# WRITTEN PROBLEM:
In the text on American surnames, where and in what year was the first documented Jones in America?

--- start of SUPPLIED TEXT ---

Give me your tired, your poor,
Your huddled masses yearning to breathe free,
The wretched refuse of your teeming shore.
Send these, the homeless, tempest-tossed to me,
I lift my lamp beside the golden door!
(The New Colossus, Emma Lazarus, 1883)
“About 1 in every 25 Americans is named Smith, Johnson, Williams, Brown, Jones, Miller or Davis.” (NY Times)
“Originally, … men had but one name.” “About the year of our Lord 1000 … surnames began to be taken up in France, and in England about the time of the Conquest, or else a very little before, under King Edward the Confessor, who was all Frenchified…”
“(T)he French and we termed them Surnames, not because they are the names of the sire, or the father, but because they are super added to Christian names, as the Spanish called them Renombres, as Renames.” (Camden; Philomathic Journal)
In old English name-making, every surname was essentially based on one of four reasons (1) personal, from a sire or ancestor, (2) local, from place of residence, (3) occupative, from trade or office, (4) a nickname, from bodily attributes, character, etc. (Weekley)
Today, we say a patronym is a personal name suited to its owner. For some, like ‘Smith,’ the person was a metal worker; for others, like Johnson, he was ‘son of John.’
Some say there is a relationship between a person’s name and his occupation – nominative determinism is the theory that people tend to gravitate towards areas of work that fit their name. (Thomas Crapper invented the toilet.)
“Smith (the most common surname in the US) – which would be even more common if all its variations, like Schmidt and Schmitt, were tallied – is among the names derived from occupations. (As recently as 1950, more Americans were employed as blacksmiths than as psychotherapists.)”
Miller is another (it’s an English and Scottish occupational surname for a grain miller. Another possible origin is from the Irish word ‘maillor,’ meaning soldier.)
The very first documented ‘Jones’ in America was in Virginia in 1587. It’s a patronymic surname from the Middle English first names John or Jon, but it is a particularly common surname in Wales. In fact, 10% of Welsh people share the name- despite the fact that there is no letter ‘J’ in the Welsh alphabet.
“The Census Bureau’s analysis found that some surnames were especially associated with race and ethnicity. More than 96 percent of Yoders, Kruegers, Muellers, Kochs, Schwartzes, Schmitts and Novaks were white.”
“Nearly 90 percent of the Washingtons were black, as were 75 percent of the Jeffersons, 66 percent of the Bookers, 54 percent of the Banks and 53 percent of the Mosleys.” (NY Times)
Between 1892 and 1954, over twelve million people entered the USs through the immigration inspection station at Ellis Island, a small island located in the upper bay off the New Jersey coast.
There is a myth that persists in the field of genealogy, or more accurately, in family lore, that family names were changed there. “Nearly all … name change stories are false. Names were not changed at Ellis Island.”
“The proof is found when one considers that inspectors never wrote down the names of incoming immigrants. The only list of names came from the manifests of steamships, filled out by ship officials in Europe.”

--- end of SUPPLIED TEXT ---
--- start of ENTRIES ---

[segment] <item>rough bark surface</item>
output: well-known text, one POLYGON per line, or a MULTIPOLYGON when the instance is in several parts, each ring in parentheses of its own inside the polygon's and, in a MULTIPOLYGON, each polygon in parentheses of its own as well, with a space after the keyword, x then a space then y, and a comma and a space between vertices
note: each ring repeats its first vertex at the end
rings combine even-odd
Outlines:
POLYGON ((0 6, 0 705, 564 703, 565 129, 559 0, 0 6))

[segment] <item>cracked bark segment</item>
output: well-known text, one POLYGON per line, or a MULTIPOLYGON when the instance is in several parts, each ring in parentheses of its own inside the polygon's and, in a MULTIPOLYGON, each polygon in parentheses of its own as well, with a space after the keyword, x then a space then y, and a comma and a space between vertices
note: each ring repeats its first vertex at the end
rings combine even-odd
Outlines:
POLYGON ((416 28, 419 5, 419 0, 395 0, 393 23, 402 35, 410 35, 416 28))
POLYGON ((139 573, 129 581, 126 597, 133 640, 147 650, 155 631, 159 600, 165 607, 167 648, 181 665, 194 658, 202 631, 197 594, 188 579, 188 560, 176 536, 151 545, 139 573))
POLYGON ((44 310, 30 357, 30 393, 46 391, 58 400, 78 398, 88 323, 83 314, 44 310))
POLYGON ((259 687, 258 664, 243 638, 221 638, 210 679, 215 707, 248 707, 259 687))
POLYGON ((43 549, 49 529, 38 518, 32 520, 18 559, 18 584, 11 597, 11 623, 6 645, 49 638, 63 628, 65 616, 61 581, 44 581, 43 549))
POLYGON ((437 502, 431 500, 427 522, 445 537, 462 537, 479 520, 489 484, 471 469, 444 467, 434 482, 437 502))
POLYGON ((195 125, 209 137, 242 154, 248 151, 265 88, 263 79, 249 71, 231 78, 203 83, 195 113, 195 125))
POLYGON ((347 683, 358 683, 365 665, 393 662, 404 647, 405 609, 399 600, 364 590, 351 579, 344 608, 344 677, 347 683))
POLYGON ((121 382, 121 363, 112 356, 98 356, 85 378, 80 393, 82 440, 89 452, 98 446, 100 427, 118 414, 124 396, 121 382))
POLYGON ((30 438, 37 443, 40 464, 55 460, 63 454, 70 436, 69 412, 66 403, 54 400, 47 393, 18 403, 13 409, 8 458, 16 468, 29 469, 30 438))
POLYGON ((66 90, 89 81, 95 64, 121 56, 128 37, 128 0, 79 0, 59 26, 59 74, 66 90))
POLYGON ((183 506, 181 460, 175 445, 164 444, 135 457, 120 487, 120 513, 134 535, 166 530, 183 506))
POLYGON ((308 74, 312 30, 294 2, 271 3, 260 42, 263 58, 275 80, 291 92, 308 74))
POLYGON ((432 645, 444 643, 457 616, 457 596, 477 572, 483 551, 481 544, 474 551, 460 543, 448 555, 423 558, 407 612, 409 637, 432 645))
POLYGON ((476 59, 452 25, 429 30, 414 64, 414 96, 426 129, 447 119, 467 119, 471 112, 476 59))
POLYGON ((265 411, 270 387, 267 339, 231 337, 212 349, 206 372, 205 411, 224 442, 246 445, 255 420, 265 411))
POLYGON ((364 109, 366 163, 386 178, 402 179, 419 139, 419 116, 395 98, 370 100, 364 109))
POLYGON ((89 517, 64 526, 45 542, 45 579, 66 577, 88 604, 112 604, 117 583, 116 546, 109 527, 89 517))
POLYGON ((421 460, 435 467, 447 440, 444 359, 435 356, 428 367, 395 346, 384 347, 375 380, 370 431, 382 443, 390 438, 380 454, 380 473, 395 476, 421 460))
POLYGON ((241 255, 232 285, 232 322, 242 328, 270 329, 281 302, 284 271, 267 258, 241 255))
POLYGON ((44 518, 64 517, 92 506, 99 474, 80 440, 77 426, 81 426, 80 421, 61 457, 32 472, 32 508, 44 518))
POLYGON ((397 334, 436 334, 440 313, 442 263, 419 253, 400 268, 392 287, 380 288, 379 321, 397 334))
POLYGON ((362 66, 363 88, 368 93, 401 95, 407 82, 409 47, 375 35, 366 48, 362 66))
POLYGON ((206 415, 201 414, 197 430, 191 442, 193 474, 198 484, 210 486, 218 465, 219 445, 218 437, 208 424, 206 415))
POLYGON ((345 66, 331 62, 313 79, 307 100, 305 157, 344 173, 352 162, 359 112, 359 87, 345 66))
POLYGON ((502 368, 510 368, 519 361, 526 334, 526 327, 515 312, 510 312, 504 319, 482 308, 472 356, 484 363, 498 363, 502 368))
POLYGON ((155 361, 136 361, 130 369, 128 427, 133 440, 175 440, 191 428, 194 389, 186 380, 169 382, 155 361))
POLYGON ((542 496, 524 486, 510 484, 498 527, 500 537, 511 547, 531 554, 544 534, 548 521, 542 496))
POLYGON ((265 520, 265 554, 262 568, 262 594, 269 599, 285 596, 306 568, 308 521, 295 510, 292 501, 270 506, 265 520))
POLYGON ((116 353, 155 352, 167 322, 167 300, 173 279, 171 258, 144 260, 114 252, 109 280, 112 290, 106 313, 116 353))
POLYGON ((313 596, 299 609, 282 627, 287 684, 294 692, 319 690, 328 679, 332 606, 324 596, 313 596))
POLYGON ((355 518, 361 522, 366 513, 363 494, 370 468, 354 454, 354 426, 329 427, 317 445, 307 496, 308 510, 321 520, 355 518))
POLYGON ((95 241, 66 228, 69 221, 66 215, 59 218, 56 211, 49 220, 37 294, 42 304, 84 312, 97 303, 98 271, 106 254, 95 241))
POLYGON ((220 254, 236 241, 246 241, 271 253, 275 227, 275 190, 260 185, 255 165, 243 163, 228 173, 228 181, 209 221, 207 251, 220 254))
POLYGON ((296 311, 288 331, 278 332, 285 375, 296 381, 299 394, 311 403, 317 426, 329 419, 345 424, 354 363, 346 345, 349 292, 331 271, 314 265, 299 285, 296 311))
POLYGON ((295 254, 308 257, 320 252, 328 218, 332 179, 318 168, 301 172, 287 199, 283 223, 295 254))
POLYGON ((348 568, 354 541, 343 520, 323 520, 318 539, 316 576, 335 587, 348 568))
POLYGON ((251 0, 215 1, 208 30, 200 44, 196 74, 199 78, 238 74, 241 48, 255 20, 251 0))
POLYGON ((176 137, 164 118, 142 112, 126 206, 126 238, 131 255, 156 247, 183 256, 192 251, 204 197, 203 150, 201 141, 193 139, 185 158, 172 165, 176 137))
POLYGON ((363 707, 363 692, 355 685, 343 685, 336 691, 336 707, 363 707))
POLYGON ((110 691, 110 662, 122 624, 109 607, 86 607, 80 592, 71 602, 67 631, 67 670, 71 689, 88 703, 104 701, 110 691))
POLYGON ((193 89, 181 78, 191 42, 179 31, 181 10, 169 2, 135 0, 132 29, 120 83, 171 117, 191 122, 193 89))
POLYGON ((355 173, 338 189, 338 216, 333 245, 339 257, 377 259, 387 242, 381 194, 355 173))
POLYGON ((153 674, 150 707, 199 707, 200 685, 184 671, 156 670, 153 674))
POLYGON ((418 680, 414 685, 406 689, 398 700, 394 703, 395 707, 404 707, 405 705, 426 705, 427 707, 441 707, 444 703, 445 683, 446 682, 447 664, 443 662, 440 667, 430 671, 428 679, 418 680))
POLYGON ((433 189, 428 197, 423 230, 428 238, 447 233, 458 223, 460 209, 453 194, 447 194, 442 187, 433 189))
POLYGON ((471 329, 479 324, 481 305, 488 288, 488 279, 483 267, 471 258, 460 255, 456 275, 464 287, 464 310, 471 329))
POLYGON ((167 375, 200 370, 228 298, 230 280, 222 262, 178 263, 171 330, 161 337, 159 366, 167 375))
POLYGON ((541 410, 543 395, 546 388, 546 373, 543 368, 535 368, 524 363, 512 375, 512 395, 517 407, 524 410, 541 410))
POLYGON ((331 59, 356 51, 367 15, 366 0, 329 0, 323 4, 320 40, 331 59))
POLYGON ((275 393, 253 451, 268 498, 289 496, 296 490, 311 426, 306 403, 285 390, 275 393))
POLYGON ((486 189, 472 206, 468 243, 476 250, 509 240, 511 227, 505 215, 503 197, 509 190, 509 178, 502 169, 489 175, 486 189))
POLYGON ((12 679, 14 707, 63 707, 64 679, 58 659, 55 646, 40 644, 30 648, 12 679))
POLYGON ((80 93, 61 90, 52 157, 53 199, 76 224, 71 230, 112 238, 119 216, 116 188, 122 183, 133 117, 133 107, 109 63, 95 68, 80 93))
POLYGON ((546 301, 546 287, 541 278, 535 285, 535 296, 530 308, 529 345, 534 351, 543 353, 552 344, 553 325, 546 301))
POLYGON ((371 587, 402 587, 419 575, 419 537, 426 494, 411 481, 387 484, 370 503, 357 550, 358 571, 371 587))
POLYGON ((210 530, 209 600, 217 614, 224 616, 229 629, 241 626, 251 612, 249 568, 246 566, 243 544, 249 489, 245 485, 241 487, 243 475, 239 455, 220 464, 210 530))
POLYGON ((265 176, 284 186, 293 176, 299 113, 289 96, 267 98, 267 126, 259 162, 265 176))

--- end of ENTRIES ---

# SOLUTION:
In Virginia in 1587.